Source passage:
==========

Writing the schematic definition for an element type is a key form of programming in the CELLAR system. Traditional programs have a procedural and imperative style. They say, "Do this, then do this, then do this." That kind of programming is entirely inappropriate in this case. Rather, the schemata (as we have defined them above) are declarative programs. A schema says, "I declare that this must always be true, and I don't care how you, computer, determine and enforce this." It is the underlying computing environment that handles all of the messy computational details of ensuring that the declaration remains true at all times. The expert's descriptive knowledge is programmed into CELLAR by encoding it in schemata for the different types of objects in the subject domain. This formalized descriptive knowledge could just as well be the basis of the introductory chapter in a college textbook on the subject domain.
The second kind of general knowledge is procedural knowledge. This is knowledge about how to do things with the instance knowledge in the knowledge base. Procedural knowledge is what results when one answers the question, "How could I transform this knowledge already in the knowledge base into a new bit of (derived) knowledge?" (Cases involving guessing or inferring are excluded here; they are dealt with under heuristic knowledge.) For instance, it is procedural knowledge that enables an analyst to determine if two items co-occur, to find all instances of a pattern of interest, to compile an inventory of all the elements of a given type, to compute frequencies of occurrence, to make a consistent change in the transcription of data, to extract simplified representations of data of interest out of the complex network of information, and so on.
There is a long tradition of representing procedural knowledge in programs written in conventional procedural programming languages. The study of programming languages has shown, however, that procedural programming is fraught with many traps for the unwary. We propose, instead, to use the functional programming paradigm (Backus 1978, Henderson 1980). It has the advantage of a side-effectless semantics, which means that it would be easier for the system to do reasoning about the effect and the correctness of programs. A particular benefit of this will be that the generation of user-defined programs can be encapsulated in a structured editor which uses not only syntactic but also semantic knowledge about the programming language to help the user verify the program as it is being written (Dybvig and Smith 1985, Lindstrom 1986, Bidoit and others 1984, Yemini and Berry 1987).
As far as the CELLAR application is concerned, the "programs" referred to in the preceding paragraph are more like the queries of a database language. Specifically, procedural knowledge in CELLAR will be expressed in a functional query language (modeled after Buneman, Frankel, and Nikhil 1982, and Gonnet and Tompa 1987). This knowledge will not only be encoded in stand-alone functions which the user can execute on given data objects, but it will also be the means by which complex constraints in the schematic knowledge of the descriptive component are expressed. Figure 5 gives a sample of what a procedure in CELLAR's query language might look like. The example is a procedure for finding the longest sentence (or sentences) in a text.
Figure 5 Some procedural knowledge
longest_sentence(Text) means select(sentences_in(Text), (S such_that size(S)==M)) where M is max(apply(sentences_in(Text),size)).

==========

Data provided:
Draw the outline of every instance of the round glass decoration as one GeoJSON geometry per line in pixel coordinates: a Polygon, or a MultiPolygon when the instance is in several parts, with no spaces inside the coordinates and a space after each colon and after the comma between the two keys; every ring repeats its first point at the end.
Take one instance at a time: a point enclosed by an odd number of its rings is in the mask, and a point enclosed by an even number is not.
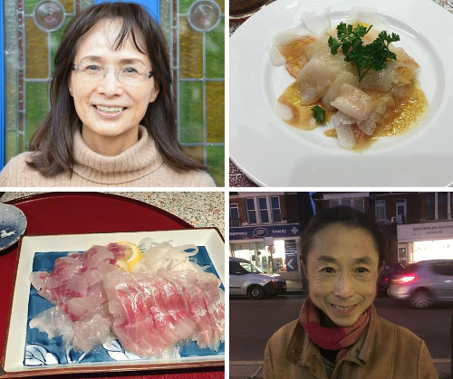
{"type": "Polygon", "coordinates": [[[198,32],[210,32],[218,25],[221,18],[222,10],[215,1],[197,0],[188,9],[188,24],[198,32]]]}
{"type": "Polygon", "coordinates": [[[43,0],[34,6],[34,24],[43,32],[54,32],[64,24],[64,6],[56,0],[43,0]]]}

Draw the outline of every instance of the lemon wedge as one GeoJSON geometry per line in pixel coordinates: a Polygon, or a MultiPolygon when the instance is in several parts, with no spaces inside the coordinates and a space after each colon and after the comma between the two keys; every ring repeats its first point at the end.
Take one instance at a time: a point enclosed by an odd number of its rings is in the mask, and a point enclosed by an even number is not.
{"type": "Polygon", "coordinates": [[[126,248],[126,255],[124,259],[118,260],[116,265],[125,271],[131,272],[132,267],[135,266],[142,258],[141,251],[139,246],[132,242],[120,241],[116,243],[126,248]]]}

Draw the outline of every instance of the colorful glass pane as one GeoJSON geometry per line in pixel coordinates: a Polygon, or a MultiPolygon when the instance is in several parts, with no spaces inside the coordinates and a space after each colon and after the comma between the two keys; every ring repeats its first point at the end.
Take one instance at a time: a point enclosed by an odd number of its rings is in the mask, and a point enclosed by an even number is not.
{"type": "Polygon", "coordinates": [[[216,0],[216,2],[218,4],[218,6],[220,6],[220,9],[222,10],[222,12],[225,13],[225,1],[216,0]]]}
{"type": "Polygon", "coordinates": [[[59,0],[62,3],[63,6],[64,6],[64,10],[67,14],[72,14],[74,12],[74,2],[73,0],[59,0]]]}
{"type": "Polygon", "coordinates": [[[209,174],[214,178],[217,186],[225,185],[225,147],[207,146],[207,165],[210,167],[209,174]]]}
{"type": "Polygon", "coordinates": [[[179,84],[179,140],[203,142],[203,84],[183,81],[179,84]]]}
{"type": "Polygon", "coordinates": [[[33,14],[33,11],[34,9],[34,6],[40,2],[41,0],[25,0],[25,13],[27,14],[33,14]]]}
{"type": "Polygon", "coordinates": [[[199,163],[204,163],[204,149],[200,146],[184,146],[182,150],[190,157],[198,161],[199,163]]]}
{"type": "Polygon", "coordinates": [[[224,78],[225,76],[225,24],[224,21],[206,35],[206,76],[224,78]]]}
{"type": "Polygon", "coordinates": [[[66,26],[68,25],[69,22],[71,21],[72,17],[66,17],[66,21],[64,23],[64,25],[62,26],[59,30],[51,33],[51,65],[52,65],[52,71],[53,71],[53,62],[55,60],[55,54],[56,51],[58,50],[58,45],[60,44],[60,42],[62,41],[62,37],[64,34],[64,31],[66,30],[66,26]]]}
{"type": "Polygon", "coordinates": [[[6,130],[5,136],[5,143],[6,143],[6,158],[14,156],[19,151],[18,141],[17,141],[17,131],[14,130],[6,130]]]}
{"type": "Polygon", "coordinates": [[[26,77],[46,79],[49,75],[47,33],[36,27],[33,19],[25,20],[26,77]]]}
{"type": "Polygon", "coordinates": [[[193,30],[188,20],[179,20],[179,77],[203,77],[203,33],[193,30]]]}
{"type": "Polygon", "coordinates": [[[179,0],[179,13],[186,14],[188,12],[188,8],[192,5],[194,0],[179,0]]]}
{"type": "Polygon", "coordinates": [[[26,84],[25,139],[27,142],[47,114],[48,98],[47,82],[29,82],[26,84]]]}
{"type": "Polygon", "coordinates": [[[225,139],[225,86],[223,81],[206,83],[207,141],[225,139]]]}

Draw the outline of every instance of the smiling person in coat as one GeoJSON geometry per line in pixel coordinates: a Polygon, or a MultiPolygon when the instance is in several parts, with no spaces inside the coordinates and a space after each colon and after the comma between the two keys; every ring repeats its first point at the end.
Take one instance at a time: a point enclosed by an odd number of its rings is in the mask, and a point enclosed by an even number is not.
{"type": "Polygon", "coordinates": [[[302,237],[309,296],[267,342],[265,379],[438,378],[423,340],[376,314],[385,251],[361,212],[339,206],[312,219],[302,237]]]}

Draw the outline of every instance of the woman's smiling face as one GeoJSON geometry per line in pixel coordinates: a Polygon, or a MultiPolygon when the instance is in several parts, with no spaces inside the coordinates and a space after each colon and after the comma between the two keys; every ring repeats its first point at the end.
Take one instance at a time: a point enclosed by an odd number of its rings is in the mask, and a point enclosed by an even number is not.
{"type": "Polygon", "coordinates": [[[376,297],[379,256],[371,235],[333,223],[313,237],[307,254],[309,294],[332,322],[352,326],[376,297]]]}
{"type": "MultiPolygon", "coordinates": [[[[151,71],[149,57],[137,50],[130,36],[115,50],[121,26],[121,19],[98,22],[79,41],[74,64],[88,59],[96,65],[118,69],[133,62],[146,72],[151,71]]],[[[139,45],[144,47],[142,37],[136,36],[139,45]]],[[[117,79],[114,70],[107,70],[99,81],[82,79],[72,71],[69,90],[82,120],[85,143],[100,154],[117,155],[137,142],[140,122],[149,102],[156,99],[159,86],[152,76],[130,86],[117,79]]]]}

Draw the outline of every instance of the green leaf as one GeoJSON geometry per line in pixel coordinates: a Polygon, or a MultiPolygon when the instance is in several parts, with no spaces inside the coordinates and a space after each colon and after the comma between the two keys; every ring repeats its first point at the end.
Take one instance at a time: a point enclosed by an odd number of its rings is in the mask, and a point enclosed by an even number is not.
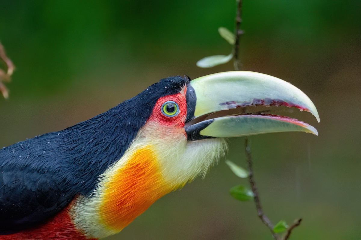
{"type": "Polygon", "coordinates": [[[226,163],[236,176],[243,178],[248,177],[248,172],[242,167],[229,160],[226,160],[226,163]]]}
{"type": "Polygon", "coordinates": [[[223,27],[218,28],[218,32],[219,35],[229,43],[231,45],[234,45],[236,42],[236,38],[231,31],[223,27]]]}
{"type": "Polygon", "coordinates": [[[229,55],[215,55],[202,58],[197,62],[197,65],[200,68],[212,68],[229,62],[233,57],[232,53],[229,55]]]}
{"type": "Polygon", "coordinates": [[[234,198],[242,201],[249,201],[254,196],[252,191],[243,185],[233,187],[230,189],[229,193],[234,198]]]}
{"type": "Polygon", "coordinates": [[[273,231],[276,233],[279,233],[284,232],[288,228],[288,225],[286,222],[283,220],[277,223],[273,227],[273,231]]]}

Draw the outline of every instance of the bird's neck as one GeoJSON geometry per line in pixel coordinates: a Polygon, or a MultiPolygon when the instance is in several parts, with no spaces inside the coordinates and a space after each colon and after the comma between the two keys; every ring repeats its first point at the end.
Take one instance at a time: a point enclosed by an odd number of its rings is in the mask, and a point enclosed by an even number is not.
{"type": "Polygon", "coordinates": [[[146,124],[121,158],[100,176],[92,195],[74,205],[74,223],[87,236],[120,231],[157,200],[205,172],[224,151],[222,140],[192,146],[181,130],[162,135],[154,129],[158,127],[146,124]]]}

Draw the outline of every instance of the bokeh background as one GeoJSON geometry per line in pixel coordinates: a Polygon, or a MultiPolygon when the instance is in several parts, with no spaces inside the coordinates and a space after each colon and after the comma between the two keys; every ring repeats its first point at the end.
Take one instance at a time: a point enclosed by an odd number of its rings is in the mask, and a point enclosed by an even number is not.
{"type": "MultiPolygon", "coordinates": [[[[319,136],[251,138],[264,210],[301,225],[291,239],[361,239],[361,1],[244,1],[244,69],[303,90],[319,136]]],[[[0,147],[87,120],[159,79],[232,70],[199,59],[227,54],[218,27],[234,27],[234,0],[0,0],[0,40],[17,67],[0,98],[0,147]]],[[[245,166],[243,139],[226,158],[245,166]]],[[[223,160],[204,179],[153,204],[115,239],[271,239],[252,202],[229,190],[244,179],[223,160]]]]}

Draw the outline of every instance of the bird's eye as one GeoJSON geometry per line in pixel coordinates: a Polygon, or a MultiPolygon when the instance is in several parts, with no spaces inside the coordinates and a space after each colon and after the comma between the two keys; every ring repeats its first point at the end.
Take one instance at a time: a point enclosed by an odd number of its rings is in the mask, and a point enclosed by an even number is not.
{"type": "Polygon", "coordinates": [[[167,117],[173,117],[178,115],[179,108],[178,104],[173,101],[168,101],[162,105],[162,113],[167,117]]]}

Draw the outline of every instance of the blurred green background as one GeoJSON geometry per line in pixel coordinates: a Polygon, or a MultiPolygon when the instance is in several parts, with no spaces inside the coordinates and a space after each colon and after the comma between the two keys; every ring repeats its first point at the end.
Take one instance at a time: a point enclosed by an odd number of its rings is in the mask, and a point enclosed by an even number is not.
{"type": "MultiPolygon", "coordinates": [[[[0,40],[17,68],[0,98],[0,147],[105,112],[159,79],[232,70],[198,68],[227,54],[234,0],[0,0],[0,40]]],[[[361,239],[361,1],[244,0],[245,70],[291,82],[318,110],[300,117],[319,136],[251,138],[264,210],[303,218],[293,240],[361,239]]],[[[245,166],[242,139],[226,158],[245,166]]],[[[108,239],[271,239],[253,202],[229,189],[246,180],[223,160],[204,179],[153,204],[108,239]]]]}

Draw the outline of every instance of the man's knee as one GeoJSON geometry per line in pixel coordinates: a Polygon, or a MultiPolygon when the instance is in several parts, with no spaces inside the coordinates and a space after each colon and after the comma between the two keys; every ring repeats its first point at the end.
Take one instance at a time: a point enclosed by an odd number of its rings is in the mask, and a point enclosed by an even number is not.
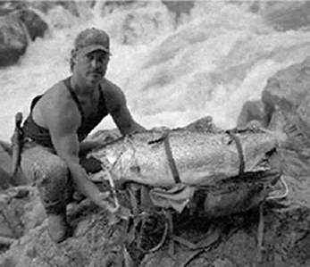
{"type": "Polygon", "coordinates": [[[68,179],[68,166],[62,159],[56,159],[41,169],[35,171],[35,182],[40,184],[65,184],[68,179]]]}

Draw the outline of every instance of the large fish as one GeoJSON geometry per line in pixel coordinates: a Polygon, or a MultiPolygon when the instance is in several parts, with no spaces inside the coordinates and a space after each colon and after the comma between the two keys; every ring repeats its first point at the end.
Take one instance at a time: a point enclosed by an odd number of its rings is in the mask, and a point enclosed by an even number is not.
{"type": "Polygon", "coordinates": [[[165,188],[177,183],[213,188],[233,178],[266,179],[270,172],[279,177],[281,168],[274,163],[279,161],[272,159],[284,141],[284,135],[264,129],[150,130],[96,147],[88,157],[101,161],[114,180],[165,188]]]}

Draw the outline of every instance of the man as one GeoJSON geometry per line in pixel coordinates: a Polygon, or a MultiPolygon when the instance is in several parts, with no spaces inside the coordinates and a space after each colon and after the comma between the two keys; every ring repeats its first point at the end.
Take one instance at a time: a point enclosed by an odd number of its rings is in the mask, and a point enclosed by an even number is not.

==========

Written instruction 1:
Reproduce the passage on procedural knowledge, starting at "As far as the" and ending at "sentences) in a text.", with "query language" replaced by "retrieval language".
Written instruction 2:
Return every line of the records that contains the string "bokeh", treating uppercase and lowercase letters as distinct.

Correct answer 1:
As far as the CELLAR application is concerned, the "programs" referred to in the preceding paragraph are more like the queries of a database language. Specifically, procedural knowledge in CELLAR will be expressed in a functional retrieval language (modeled after Buneman, Frankel, and Nikhil 1982, and Gonnet and Tompa 1987). This knowledge will not only be encoded in stand-alone functions which the user can execute on given data objects, but it will also be the means by which complex constraints in the schematic knowledge of the descriptive component are expressed. Figure 5 gives a sample of what a procedure in CELLAR's retrieval language might look like. The example is a procedure for finding the longest sentence (or sentences) in a text.

Correct answer 2:
Draw the outline of every instance of the bokeh background as one GeoJSON geometry per line in pixel coordinates: a Polygon, or a MultiPolygon when the instance is in several parts, with no spaces inside the coordinates and a space after each colon and after the comma between the two keys; every ring repeats its first point at the end.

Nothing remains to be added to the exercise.